Shannon-Hartley Theorem¶
The Shannon-Hartley theorem, also known as the Shannon capacity or the Shannon limit, is the fundamental result in information theory that establishes the maximum data rate at which information can be transmitted over a noisy communication channel (or AWGN channel) without error. It was formulated by Claude Shannon in 1944 and later extended by Ralph Hartley.
Shannon–Hartley theorem¶
The Shannon–Hartley theorem defines the channel capacity "C" as the theoretical upper limit on the information rate (excluding error-correction coding) at which data can be transmitted with arbitrarily low bit error rate. This theorem takes into account all possible multi-level and multi-phase modulation schemes. This limit applies to an analog communication channel with a given average signal power S in the presence of additive white Gaussian noise (AWGN) with power N, and is given by:
$$C=B\times{}log_2\left(1+\cfrac{\text{S}}{\text{N}}\right)$$
or,
$$C=B\times{}log_2\left(1+\text{SNR}\right)$$
Where:
C is the channel capacity in Bits per second (bps). B is the available bandwidth of the channel in Hz. SNR is the signal to noise ratio, expressed as a linear value (SNR = signal-power / noise-power).
In simpler terms, the greater the bandwidth, the higher the capacity. Also, higher the signal power relative to the noise power, the higher the capacity.

- Parts of the exercise:
1. In the passage on the Shannon-Hartley theorem, what unit is the channel capacity C given in?
2. Write the next part of the passage on the Shannon-Hartley theorem, picking up after its final sentence.

- Given data:
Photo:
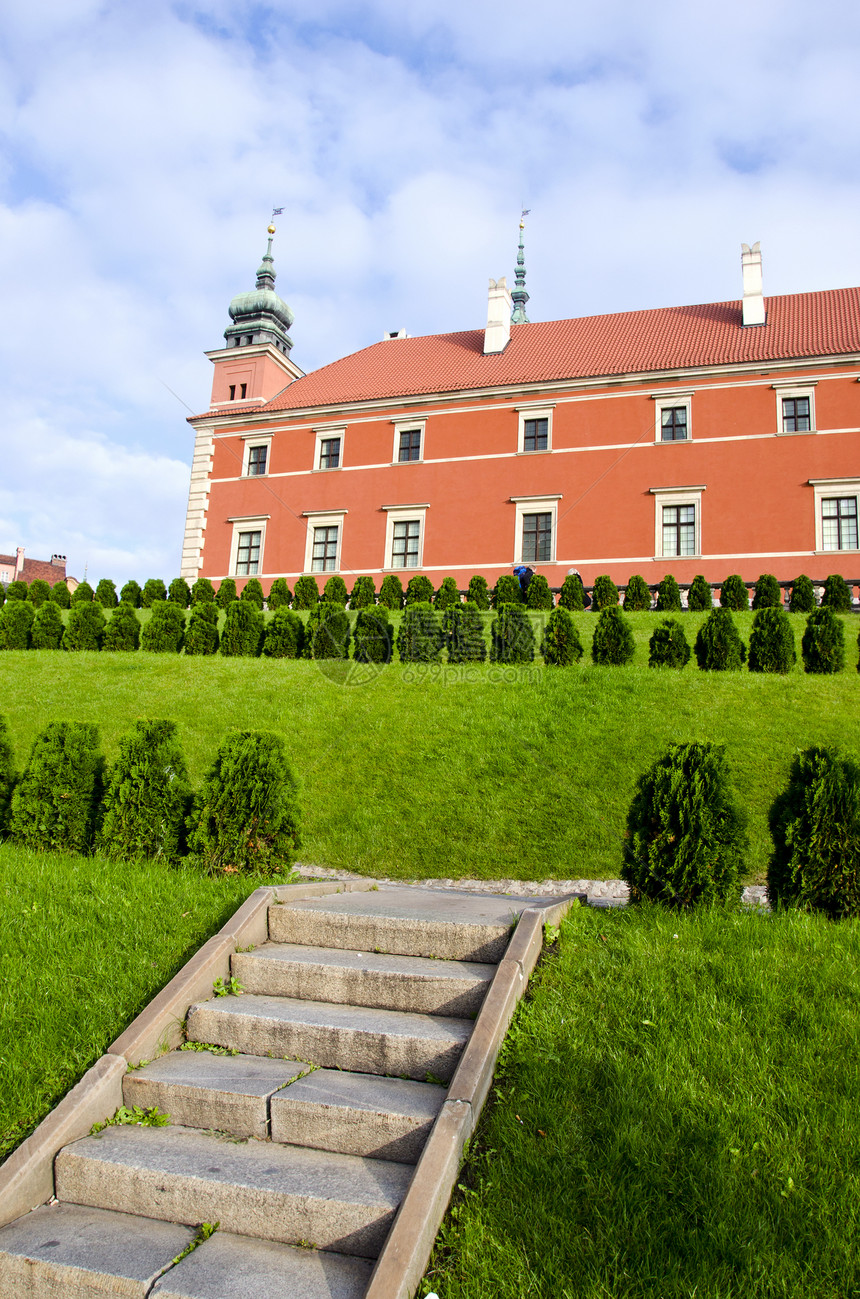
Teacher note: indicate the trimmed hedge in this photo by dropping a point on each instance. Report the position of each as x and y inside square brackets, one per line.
[822, 646]
[686, 837]
[719, 646]
[247, 813]
[55, 803]
[612, 643]
[772, 641]
[560, 644]
[815, 825]
[147, 795]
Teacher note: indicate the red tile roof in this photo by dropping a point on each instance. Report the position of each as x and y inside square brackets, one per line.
[669, 338]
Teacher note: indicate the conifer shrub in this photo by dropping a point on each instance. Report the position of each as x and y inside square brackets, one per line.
[56, 800]
[572, 595]
[328, 631]
[815, 825]
[463, 628]
[165, 631]
[252, 592]
[668, 595]
[47, 628]
[447, 595]
[363, 594]
[420, 590]
[699, 599]
[38, 592]
[719, 646]
[822, 646]
[511, 635]
[686, 841]
[803, 595]
[734, 595]
[179, 592]
[279, 594]
[202, 634]
[226, 592]
[247, 815]
[768, 592]
[637, 596]
[122, 633]
[153, 589]
[307, 592]
[507, 591]
[242, 631]
[283, 635]
[85, 629]
[147, 796]
[16, 625]
[538, 594]
[560, 643]
[837, 594]
[202, 592]
[420, 637]
[668, 646]
[772, 641]
[373, 635]
[478, 592]
[606, 592]
[391, 591]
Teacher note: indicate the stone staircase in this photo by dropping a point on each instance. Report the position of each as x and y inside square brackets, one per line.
[295, 1125]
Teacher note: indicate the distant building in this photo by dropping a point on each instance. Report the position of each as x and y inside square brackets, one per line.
[708, 439]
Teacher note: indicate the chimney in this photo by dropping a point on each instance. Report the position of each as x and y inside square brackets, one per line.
[499, 304]
[754, 312]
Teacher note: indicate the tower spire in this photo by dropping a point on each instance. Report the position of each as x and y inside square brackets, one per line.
[518, 294]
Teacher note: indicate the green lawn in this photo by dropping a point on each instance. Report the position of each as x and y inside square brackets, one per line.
[676, 1115]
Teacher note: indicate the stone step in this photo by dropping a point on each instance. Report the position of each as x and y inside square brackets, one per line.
[408, 921]
[199, 1089]
[70, 1251]
[356, 1113]
[333, 1035]
[364, 978]
[238, 1267]
[260, 1189]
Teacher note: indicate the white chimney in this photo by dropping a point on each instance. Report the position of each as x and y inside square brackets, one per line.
[754, 312]
[499, 305]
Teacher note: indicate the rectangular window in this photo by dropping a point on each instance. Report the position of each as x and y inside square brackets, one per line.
[537, 538]
[839, 524]
[678, 529]
[535, 434]
[409, 444]
[248, 554]
[325, 550]
[405, 543]
[257, 457]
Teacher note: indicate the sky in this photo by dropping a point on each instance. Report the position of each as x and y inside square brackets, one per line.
[144, 146]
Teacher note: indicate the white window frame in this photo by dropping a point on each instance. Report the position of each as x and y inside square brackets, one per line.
[324, 434]
[407, 426]
[676, 496]
[322, 518]
[247, 524]
[535, 505]
[826, 489]
[668, 402]
[404, 515]
[250, 441]
[534, 412]
[794, 390]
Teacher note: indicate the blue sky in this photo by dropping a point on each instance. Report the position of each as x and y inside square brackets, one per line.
[142, 148]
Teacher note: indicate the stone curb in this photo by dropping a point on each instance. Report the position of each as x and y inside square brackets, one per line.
[409, 1243]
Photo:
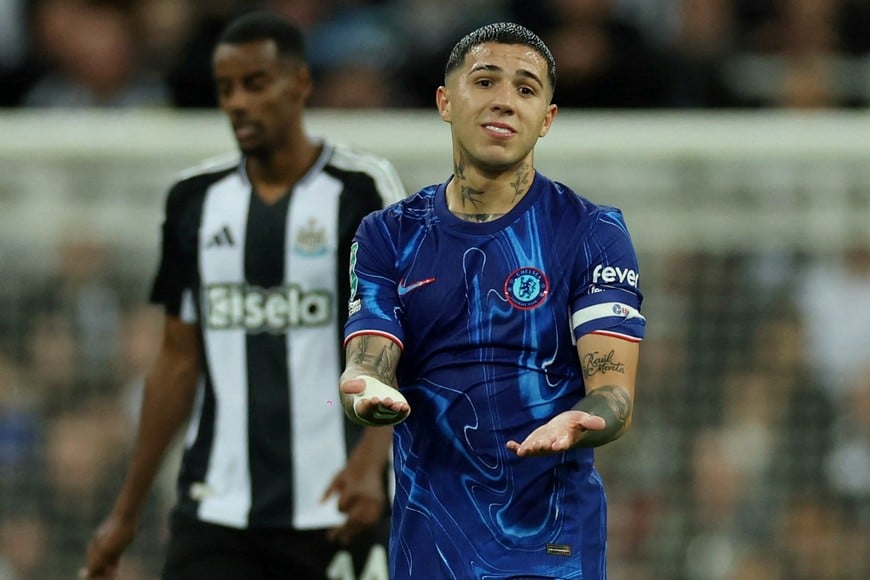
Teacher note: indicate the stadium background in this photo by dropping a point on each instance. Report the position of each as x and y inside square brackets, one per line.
[735, 135]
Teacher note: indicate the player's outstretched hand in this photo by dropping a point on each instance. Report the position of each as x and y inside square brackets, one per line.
[375, 403]
[559, 434]
[105, 548]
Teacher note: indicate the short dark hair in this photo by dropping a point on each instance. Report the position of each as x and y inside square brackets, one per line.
[502, 33]
[266, 25]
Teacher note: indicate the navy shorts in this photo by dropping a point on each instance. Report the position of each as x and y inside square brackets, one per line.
[199, 550]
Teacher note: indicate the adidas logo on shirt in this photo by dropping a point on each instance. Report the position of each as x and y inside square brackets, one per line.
[223, 238]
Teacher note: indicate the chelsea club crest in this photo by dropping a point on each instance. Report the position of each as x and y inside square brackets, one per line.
[526, 288]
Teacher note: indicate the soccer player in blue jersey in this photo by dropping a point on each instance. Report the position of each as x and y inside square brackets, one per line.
[505, 308]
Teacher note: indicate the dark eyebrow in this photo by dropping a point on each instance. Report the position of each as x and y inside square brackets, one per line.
[493, 68]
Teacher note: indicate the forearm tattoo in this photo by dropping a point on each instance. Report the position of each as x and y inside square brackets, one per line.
[595, 363]
[374, 358]
[613, 404]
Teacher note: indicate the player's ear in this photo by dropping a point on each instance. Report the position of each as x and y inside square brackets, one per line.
[552, 109]
[442, 101]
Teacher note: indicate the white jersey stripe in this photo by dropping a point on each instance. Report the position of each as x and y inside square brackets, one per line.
[604, 310]
[226, 495]
[316, 419]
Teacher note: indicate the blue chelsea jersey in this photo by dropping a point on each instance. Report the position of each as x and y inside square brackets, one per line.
[487, 315]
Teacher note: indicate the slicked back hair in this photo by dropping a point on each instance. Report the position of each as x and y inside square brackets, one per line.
[501, 33]
[265, 25]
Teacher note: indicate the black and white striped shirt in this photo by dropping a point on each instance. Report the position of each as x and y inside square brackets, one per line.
[268, 287]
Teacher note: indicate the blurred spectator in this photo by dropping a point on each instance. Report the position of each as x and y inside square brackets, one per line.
[836, 339]
[429, 29]
[699, 49]
[189, 75]
[16, 70]
[23, 544]
[91, 51]
[73, 315]
[848, 466]
[353, 48]
[605, 61]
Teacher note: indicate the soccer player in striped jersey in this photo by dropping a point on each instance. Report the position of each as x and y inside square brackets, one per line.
[275, 483]
[505, 308]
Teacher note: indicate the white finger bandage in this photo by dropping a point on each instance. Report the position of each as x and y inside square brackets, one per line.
[377, 389]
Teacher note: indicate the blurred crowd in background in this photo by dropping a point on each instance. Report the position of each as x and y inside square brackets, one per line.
[750, 454]
[611, 54]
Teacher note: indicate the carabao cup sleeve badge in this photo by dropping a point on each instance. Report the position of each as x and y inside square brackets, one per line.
[526, 288]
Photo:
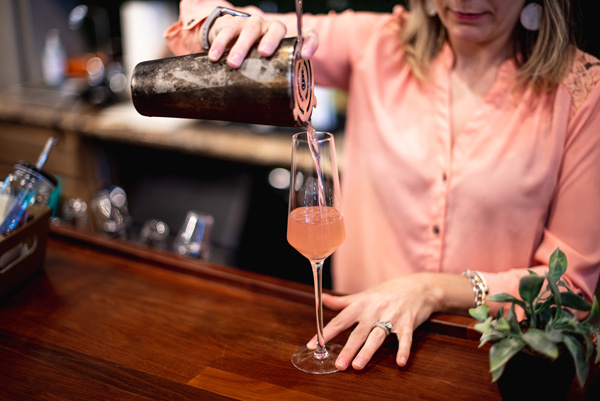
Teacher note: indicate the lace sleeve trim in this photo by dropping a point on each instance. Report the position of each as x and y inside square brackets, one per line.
[584, 76]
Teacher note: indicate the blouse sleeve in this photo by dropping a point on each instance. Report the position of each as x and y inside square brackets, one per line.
[574, 213]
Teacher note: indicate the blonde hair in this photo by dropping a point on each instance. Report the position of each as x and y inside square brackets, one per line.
[544, 57]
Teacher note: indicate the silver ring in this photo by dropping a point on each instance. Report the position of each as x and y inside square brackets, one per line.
[385, 326]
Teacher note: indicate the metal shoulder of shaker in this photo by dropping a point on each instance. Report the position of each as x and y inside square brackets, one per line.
[217, 12]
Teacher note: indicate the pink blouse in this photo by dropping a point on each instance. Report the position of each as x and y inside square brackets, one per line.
[521, 179]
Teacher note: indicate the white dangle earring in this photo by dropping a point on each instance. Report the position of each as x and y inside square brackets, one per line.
[531, 16]
[430, 8]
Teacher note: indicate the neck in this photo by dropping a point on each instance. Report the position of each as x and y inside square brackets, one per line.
[473, 62]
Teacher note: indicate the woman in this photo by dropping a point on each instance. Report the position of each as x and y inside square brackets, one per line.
[472, 151]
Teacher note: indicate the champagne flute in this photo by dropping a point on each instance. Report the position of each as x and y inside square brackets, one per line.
[315, 228]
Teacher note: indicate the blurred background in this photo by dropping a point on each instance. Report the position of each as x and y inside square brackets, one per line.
[64, 73]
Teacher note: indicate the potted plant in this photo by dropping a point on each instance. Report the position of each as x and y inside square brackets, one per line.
[549, 341]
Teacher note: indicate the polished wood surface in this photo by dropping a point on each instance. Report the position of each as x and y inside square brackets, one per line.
[111, 321]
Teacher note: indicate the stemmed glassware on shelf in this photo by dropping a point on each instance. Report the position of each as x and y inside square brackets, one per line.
[315, 228]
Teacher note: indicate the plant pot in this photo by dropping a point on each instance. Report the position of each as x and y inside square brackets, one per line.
[532, 376]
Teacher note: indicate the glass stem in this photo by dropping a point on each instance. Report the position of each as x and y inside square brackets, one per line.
[320, 351]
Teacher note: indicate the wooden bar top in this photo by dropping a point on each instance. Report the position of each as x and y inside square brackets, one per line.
[107, 320]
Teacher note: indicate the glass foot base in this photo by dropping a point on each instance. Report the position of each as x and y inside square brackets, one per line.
[305, 360]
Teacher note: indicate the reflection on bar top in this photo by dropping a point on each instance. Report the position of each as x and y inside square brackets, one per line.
[262, 145]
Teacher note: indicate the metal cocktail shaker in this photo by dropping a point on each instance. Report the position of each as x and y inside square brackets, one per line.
[277, 90]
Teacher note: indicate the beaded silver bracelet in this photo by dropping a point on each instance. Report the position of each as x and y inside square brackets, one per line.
[217, 12]
[480, 287]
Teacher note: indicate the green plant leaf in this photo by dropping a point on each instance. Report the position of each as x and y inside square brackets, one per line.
[582, 367]
[502, 351]
[574, 301]
[496, 373]
[504, 297]
[556, 295]
[553, 334]
[530, 287]
[480, 313]
[540, 342]
[592, 317]
[557, 265]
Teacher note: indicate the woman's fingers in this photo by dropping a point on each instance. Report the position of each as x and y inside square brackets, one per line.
[242, 33]
[375, 338]
[249, 34]
[275, 31]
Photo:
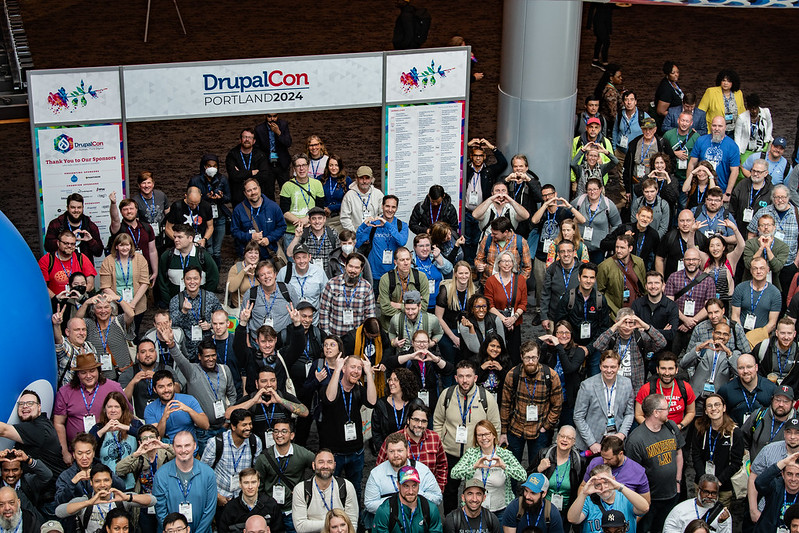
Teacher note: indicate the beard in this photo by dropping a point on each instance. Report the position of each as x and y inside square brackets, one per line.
[13, 522]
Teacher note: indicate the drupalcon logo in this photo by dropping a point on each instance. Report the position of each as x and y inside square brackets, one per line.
[63, 143]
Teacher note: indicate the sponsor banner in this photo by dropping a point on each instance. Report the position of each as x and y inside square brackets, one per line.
[88, 160]
[424, 147]
[425, 76]
[249, 87]
[91, 95]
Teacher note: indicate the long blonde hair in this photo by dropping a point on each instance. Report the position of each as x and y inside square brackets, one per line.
[452, 288]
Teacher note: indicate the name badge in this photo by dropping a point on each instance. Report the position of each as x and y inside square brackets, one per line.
[557, 501]
[460, 435]
[424, 396]
[88, 422]
[349, 432]
[279, 494]
[219, 409]
[185, 510]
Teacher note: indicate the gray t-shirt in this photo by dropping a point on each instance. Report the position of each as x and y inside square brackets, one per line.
[657, 453]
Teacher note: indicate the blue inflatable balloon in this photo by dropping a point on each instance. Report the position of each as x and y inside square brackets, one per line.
[29, 353]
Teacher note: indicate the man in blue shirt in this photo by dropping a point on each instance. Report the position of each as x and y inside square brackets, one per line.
[722, 152]
[384, 234]
[172, 412]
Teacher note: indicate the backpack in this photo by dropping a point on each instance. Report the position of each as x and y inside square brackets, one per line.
[392, 280]
[366, 247]
[220, 448]
[519, 246]
[482, 399]
[393, 513]
[547, 511]
[342, 490]
[421, 27]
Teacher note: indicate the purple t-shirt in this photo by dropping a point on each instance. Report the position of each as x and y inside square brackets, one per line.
[69, 402]
[629, 473]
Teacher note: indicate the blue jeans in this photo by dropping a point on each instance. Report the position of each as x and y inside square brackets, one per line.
[516, 445]
[351, 464]
[214, 244]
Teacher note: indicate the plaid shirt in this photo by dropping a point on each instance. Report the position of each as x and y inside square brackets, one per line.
[699, 293]
[787, 224]
[530, 391]
[336, 297]
[233, 461]
[429, 450]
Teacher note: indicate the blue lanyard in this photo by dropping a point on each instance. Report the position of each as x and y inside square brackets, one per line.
[247, 164]
[187, 490]
[104, 338]
[233, 453]
[752, 296]
[347, 403]
[468, 409]
[94, 397]
[322, 495]
[401, 418]
[711, 442]
[212, 385]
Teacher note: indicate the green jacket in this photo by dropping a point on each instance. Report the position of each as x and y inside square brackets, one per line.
[417, 523]
[300, 460]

- Numbered answers:
1. Bits per second (bps).

2.
Additive white Gaussian noise (AWGN)¶
Additive white Gaussian noise (AWGN) is a simple but very useful noise model of a channel. It can describe how noise affects the reception of a signal sent over a channel and processed by the receiver. In this model, noise is:
Additive¶
Given a received sample value y[k] at the kth sample time, the receiver interprets it as the sum of two components: the first is the noise-free component y0[k] and the second is the noise component n[k], assumed independent of the input waveform. We can thus write :
$$y[k]=y_0[k]+n[k]$$
Gaussian¶
The noise component n[k] is random and we assume it is drawn from a fixed Gaussian distribution. A Gaussian model is chosen because according to central limit theorem, the sum of independent random variables is well approximated (under rather mild conditions) by a Gaussian random variable, with the approximation improving as more variables are summed in.
White¶
This property describes how noise varies over time at the sample level. The term white comes from the frequency-domain interpretation: the noise has a flat power spectral density, meaning it contains equal average power at all frequencies.
Trade-off between bandwidth and SNR¶
By increasing bandwidth generally brings more noise, reducing SNR, while boosting SNR often requires more signal power or narrower bandwidth, limiting data rate; it's about choosing between signal quality/clarity (high SNR, less data) or speed/capacity (high Bandwidth, potentially lower SNR).